== WHAT YOU ARE ASKED TO DO ==
Reproduce, character for character, the part of the listing that opens with the line containing "Inventory check — is there any green" and closes with the line containing "0;113;345;230", including both of those lines.

====

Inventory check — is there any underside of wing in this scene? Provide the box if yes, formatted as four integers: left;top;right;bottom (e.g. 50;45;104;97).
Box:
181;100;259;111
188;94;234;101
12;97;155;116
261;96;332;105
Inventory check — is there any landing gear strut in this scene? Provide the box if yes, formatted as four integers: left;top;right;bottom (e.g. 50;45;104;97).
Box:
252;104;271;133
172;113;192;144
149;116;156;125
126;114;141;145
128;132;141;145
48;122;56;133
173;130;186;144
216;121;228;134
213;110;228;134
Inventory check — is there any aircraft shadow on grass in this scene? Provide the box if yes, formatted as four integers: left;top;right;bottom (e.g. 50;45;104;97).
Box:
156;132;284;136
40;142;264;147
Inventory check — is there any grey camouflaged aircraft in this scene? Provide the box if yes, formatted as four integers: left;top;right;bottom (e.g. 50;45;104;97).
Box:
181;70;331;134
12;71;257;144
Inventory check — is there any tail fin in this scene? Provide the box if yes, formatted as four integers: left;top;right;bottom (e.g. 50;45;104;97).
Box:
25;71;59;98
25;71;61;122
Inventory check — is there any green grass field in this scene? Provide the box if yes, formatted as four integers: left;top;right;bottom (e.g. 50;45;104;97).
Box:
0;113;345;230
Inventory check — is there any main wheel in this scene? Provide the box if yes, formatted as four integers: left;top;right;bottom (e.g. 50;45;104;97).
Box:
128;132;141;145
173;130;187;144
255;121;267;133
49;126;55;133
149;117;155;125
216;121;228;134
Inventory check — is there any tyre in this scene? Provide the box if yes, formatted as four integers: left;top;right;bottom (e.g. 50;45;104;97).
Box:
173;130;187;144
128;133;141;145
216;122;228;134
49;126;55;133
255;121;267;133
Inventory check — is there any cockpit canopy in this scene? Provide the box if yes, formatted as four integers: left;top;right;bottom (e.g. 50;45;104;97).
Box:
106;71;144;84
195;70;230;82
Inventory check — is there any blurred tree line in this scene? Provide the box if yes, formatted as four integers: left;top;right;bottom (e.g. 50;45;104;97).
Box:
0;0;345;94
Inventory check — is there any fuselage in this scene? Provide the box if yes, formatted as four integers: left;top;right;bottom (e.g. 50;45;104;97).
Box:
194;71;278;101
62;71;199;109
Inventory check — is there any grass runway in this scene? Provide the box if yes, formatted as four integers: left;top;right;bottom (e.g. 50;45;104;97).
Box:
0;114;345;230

====

== WORKED ANSWER ==
Inventory check — is there any green grass field in this scene? Provide the box if yes, formatted as four integers: left;top;right;bottom (e.g. 50;45;104;97).
Box:
0;113;345;230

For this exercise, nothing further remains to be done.